◆ **Input data**:
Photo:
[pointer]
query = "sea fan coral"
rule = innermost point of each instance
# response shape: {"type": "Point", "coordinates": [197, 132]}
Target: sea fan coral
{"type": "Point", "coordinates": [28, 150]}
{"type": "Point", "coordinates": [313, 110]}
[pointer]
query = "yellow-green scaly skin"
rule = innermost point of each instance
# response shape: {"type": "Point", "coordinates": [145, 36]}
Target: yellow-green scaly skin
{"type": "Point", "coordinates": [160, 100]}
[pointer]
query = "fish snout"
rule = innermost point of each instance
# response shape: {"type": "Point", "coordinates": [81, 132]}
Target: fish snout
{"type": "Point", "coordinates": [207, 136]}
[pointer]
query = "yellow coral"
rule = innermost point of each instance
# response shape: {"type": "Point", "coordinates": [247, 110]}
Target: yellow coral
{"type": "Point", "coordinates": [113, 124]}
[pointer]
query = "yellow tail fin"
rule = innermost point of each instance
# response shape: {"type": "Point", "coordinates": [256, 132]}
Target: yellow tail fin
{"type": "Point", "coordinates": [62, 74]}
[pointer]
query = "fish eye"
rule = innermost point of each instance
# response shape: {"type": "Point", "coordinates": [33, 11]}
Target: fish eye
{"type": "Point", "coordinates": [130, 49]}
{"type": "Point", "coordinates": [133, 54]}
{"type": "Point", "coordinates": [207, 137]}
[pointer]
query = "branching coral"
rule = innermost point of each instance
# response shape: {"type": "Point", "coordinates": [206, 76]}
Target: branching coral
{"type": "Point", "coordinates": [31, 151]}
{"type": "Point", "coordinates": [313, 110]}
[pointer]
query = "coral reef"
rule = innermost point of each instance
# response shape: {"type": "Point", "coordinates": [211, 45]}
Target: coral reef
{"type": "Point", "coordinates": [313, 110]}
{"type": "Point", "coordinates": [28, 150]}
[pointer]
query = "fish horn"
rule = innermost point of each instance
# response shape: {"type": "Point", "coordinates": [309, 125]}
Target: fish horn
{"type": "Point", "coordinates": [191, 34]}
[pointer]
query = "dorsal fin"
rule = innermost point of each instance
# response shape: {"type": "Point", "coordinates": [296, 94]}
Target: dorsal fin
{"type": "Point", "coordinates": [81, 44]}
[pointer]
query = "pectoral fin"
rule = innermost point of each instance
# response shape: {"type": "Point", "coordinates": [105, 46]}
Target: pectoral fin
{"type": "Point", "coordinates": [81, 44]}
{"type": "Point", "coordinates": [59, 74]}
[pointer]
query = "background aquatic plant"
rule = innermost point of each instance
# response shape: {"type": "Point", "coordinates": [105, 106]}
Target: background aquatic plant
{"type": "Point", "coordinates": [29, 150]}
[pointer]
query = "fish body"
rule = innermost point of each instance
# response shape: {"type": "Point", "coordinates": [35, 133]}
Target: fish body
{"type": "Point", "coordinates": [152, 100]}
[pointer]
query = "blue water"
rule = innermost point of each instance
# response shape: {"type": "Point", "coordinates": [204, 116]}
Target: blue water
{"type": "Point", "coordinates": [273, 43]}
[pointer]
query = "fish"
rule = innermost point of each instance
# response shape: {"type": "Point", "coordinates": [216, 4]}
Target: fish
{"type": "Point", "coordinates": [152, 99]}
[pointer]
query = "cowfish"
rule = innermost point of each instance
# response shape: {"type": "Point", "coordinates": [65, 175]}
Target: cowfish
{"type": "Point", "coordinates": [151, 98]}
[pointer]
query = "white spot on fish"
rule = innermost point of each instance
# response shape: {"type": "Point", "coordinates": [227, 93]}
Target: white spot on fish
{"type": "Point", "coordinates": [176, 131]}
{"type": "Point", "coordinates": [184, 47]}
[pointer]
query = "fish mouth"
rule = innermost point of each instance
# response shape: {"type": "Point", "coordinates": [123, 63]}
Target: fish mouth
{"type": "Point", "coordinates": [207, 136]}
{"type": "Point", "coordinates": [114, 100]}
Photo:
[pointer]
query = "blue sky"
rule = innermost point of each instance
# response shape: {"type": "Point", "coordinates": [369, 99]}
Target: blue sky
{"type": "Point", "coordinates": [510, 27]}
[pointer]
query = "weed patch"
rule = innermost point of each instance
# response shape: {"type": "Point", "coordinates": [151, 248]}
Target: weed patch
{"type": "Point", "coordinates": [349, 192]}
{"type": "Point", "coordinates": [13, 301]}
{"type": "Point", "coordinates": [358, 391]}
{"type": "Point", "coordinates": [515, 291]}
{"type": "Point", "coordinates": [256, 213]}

◆ **What is required**: Reproduce the records above in full and with exact wording.

◆ **Answer section**:
Photo:
[pointer]
query = "sea fan coral"
rule = innermost point of each instance
# response shape: {"type": "Point", "coordinates": [197, 132]}
Target: sea fan coral
{"type": "Point", "coordinates": [28, 150]}
{"type": "Point", "coordinates": [313, 110]}
[pointer]
query = "yellow-green scaly skin"
rule = innermost point of each instance
# response shape: {"type": "Point", "coordinates": [145, 36]}
Target: yellow-green scaly skin
{"type": "Point", "coordinates": [160, 100]}
[pointer]
query = "fish snout"
rule = innermost point of each instance
# response shape: {"type": "Point", "coordinates": [81, 132]}
Target: fish snout
{"type": "Point", "coordinates": [207, 136]}
[pointer]
query = "yellow coral"
rule = innermost point of each instance
# response shape: {"type": "Point", "coordinates": [247, 110]}
Target: yellow coral
{"type": "Point", "coordinates": [113, 124]}
[pointer]
query = "yellow tail fin"
rule = innermost point of each instance
# response shape: {"type": "Point", "coordinates": [256, 132]}
Target: yellow tail fin
{"type": "Point", "coordinates": [62, 74]}
[pointer]
query = "fish eye"
rule = innermost point of each instance
# response shape: {"type": "Point", "coordinates": [33, 11]}
Target: fish eye
{"type": "Point", "coordinates": [130, 49]}
{"type": "Point", "coordinates": [133, 54]}
{"type": "Point", "coordinates": [207, 137]}
[pointer]
query = "branching coral"
rule = innermost point of each instance
# response shape: {"type": "Point", "coordinates": [206, 76]}
Target: branching coral
{"type": "Point", "coordinates": [31, 151]}
{"type": "Point", "coordinates": [313, 110]}
[pointer]
query = "coral reef"
rule = innermost point of each instance
# response shape: {"type": "Point", "coordinates": [211, 45]}
Target: coral reef
{"type": "Point", "coordinates": [313, 110]}
{"type": "Point", "coordinates": [28, 150]}
[pointer]
query = "fish horn"
rule = innermost point of each instance
# response shape: {"type": "Point", "coordinates": [309, 125]}
Target: fish horn
{"type": "Point", "coordinates": [191, 34]}
[pointer]
query = "dorsal fin"
rule = innermost point of each instance
# response shape: {"type": "Point", "coordinates": [296, 94]}
Target: dorsal fin
{"type": "Point", "coordinates": [81, 44]}
[pointer]
query = "pectoral fin"
rule = innermost point of each instance
# response shape: {"type": "Point", "coordinates": [105, 46]}
Target: pectoral fin
{"type": "Point", "coordinates": [81, 44]}
{"type": "Point", "coordinates": [59, 74]}
[pointer]
query = "background aquatic plant"
rule = innermost point of each instance
# response shape: {"type": "Point", "coordinates": [105, 106]}
Target: background aquatic plant
{"type": "Point", "coordinates": [29, 150]}
[pointer]
query = "fish body"
rule = innermost point of each instance
# response shape: {"type": "Point", "coordinates": [35, 133]}
Target: fish body
{"type": "Point", "coordinates": [152, 100]}
[pointer]
query = "blue water"
rule = innermost point of each instance
# response shape: {"type": "Point", "coordinates": [204, 116]}
Target: blue water
{"type": "Point", "coordinates": [273, 43]}
[pointer]
query = "fish"
rule = innermost point of each instance
# response shape: {"type": "Point", "coordinates": [216, 4]}
Target: fish
{"type": "Point", "coordinates": [152, 99]}
[pointer]
query = "cowfish"
rule = innermost point of each instance
# response shape: {"type": "Point", "coordinates": [65, 175]}
Target: cowfish
{"type": "Point", "coordinates": [151, 98]}
[pointer]
query = "white spot on fish"
rule = innermost point of each instance
# response shape: {"type": "Point", "coordinates": [227, 93]}
Target: white spot on fish
{"type": "Point", "coordinates": [176, 131]}
{"type": "Point", "coordinates": [184, 47]}
[pointer]
query = "fish mouth"
rule = innermost point of each instance
# response shape: {"type": "Point", "coordinates": [123, 63]}
Target: fish mouth
{"type": "Point", "coordinates": [207, 136]}
{"type": "Point", "coordinates": [114, 100]}
Photo:
[pointer]
query = "blue sky"
rule = innermost point of each instance
# response shape: {"type": "Point", "coordinates": [369, 99]}
Target: blue sky
{"type": "Point", "coordinates": [510, 27]}
[pointer]
query = "weed patch"
rule = innermost point of each instance
# response shape: {"type": "Point", "coordinates": [151, 248]}
Target: weed patch
{"type": "Point", "coordinates": [349, 192]}
{"type": "Point", "coordinates": [13, 301]}
{"type": "Point", "coordinates": [358, 391]}
{"type": "Point", "coordinates": [515, 291]}
{"type": "Point", "coordinates": [256, 213]}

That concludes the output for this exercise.